TEXT EXCERPT
(begin)

Gather around, folks. I have avoided answering this question since the days when we changed the name from Omekyll to Wax. A library student asks now, so it's time. https://twitter.com/hronweigle/status/1341297301793468416
First of all, let's acknowledge the excellent differences pointed out by @quinnanya

https://twitter.com/quinnanya/status/1341377801245532160

and @brimwats https://twitter.com/brimwats/status/1341359336874905601
Second pre-amble to the first section 😀:

I use Omeka still when it's the right thing to use. Mostly in some classrooms at Columbia—usually as part of our Domain of One's Own package at @ReclaimHosting. @omeka is great, and we are lucky to have it as an open source tool.
Also what @sharonmleon just tweeted is true in my experience as well. Omeka is a lot less brittle than Wordpress, and still a very stable option. Again, I still use Omeka when its right. https://twitter.com/sharonmleon/status/1341392241655488514
Ok, so now to the differences.

The 1st important group for whom it makes a difference are digital scholarship librarian types like me. My institution basically said no to Omeka for years, which in turn meant no to faculty collaborations. No LAMP for me. Ok. Static sites it is.
#2 group, the maintainers: Omeka can generate static sites, but it needs (LAMP) to breathe. Wax just uses a PC. Most folks don't use Omeka to generate static, and prefer continuous generation of new data. This means we maintain software, not documents.
Group #3, the designers: No way designing a new theme for Omeka is easier than a theme for Wax, or new functionality. For an experienced tinkerer, the difference in labor time is enormous. I give new projects 10 hours of candy time, & with that can make very unique sites in Wax
Group #4, faculty: @quinnanya & others often point out that it's easier to get started with Omeka. That depends on what you're asking faculty to do. I ask them to fill out a spreadsheet and send me word files. I build them a new site in 1-2 hours before tweaks. Sound harder?

(end)

GIVEN INFORMATION
(begin)

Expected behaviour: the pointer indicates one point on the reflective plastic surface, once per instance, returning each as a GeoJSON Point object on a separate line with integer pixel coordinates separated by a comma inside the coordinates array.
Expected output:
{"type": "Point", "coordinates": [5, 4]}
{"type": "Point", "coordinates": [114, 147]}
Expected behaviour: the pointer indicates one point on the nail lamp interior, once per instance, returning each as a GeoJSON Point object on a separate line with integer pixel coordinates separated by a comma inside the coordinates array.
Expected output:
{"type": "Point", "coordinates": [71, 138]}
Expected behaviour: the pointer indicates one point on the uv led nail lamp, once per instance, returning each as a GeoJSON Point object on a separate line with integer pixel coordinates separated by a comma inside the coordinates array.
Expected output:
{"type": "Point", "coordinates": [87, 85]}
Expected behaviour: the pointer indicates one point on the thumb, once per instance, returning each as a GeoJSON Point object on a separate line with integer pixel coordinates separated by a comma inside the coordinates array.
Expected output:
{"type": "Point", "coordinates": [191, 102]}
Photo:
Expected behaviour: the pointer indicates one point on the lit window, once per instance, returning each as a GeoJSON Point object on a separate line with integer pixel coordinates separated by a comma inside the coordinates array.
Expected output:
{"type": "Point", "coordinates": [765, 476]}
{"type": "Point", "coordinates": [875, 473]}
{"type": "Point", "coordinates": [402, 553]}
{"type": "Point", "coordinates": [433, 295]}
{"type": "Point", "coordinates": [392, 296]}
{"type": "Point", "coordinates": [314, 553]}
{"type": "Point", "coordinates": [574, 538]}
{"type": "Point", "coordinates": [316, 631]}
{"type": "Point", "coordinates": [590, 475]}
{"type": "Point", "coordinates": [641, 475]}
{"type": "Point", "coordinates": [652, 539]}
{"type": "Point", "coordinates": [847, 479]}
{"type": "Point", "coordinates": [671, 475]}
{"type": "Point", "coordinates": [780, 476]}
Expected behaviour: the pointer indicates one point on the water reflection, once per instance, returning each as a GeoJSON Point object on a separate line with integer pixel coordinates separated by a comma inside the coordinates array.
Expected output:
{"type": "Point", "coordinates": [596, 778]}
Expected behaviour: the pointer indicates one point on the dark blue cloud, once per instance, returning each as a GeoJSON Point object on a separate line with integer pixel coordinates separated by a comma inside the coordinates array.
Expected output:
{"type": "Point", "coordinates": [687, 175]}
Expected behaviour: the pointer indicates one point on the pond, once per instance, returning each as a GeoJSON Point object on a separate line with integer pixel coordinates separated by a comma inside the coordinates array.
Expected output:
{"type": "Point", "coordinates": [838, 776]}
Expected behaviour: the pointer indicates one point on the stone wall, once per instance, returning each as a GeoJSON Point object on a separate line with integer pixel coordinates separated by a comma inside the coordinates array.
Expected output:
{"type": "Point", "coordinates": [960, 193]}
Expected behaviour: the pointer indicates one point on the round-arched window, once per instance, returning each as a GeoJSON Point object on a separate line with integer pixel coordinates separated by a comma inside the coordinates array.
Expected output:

(end)

REQUIRED WORK
1 – In the Omeka and Wax thread, how many hours of candy time does the author give new projects?
2 – Please retype, character for character, the part of the listing that opens with the line containing "Expected behaviour: the pointer indicates one point on the water" and runs through the end of the listing.

RESPONSES TO THE TASKS
1 – 10 hours

2 –
Expected behaviour: the pointer indicates one point on the water reflection, once per instance, returning each as a GeoJSON Point object on a separate line with integer pixel coordinates separated by a comma inside the coordinates array.
Expected output:
{"type": "Point", "coordinates": [596, 778]}
Expected behaviour: the pointer indicates one point on the dark blue cloud, once per instance, returning each as a GeoJSON Point object on a separate line with integer pixel coordinates separated by a comma inside the coordinates array.
Expected output:
{"type": "Point", "coordinates": [687, 175]}
Expected behaviour: the pointer indicates one point on the pond, once per instance, returning each as a GeoJSON Point object on a separate line with integer pixel coordinates separated by a comma inside the coordinates array.
Expected output:
{"type": "Point", "coordinates": [838, 776]}
Expected behaviour: the pointer indicates one point on the stone wall, once per instance, returning each as a GeoJSON Point object on a separate line with integer pixel coordinates separated by a comma inside the coordinates array.
Expected output:
{"type": "Point", "coordinates": [960, 193]}
Expected behaviour: the pointer indicates one point on the round-arched window, once per instance, returning each as a GeoJSON Point object on a separate line with integer pixel coordinates separated by a comma inside the coordinates array.
Expected output:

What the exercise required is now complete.